• Task to complete
Restate every line of the material, word for word.

(Dataset records)
══════

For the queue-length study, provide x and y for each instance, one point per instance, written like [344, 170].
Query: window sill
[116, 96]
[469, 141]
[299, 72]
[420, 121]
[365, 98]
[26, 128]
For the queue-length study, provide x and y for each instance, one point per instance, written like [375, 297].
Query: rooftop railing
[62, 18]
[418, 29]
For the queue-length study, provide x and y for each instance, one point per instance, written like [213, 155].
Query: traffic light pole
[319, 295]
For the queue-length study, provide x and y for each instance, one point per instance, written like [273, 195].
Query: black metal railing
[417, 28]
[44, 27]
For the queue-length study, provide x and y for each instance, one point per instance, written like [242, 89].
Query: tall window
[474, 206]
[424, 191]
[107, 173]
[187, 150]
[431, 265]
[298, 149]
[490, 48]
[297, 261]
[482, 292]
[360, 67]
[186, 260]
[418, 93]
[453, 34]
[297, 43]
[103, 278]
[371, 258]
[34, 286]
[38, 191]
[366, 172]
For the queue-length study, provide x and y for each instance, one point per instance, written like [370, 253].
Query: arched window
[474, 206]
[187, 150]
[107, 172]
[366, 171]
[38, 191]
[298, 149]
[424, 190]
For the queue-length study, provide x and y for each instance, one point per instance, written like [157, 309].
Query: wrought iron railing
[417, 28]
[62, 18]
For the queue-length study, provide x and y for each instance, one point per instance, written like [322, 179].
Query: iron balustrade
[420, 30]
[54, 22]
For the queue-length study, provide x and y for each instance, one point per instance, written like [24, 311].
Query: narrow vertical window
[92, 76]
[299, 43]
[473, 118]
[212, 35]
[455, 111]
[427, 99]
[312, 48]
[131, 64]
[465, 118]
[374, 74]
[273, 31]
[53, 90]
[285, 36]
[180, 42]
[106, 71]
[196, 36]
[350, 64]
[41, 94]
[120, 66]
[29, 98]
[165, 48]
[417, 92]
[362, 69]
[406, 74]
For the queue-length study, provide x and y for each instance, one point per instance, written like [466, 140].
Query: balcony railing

══════

• Exercise response
For the queue-length study, provide x and y for each instance, one point per instance, written like [344, 170].
Query: window sill
[116, 96]
[469, 141]
[299, 72]
[420, 121]
[365, 98]
[26, 128]
For the queue-length study, provide x and y for each instance, one point per instance, written like [375, 297].
Query: rooftop railing
[62, 18]
[418, 29]
For the queue-length study, provide x and y for each instance, one point per instance, written like [213, 155].
Query: traffic light pole
[319, 295]
For the queue-length study, provide x and y for each instance, one point per instance, written like [273, 195].
Query: black metal railing
[417, 28]
[44, 27]
For the queue-length study, provide x and y for each instance, one point per instance, written like [242, 89].
Query: tall window
[474, 206]
[424, 191]
[107, 173]
[187, 150]
[431, 265]
[298, 149]
[490, 48]
[297, 261]
[482, 292]
[360, 67]
[186, 260]
[418, 93]
[453, 34]
[297, 43]
[103, 278]
[371, 258]
[34, 286]
[38, 191]
[366, 172]
For the queue-length study, provide x and y for each instance, one point per instance, written like [370, 253].
Query: arched window
[474, 206]
[187, 150]
[107, 172]
[366, 171]
[38, 191]
[298, 149]
[424, 190]
For the queue-length study, provide x and y for each instance, one point per instance, written like [157, 309].
Query: wrought iron railing
[417, 28]
[62, 18]
For the queue-length study, provide x and y for each instance, one point per instance, written like [322, 179].
Query: iron balustrade
[420, 30]
[54, 22]
For the queue-length study, provide x and y for each instance, one point per instance, written like [24, 311].
Query: narrow vertical window
[92, 76]
[299, 43]
[473, 118]
[212, 35]
[455, 111]
[427, 99]
[312, 48]
[131, 64]
[465, 118]
[374, 74]
[273, 31]
[53, 90]
[285, 36]
[180, 42]
[106, 71]
[196, 36]
[350, 64]
[41, 94]
[120, 66]
[29, 98]
[165, 48]
[417, 92]
[362, 69]
[406, 74]
For the queue-length study, provide x and y for each instance, one point per instance, written like [466, 140].
Query: balcony railing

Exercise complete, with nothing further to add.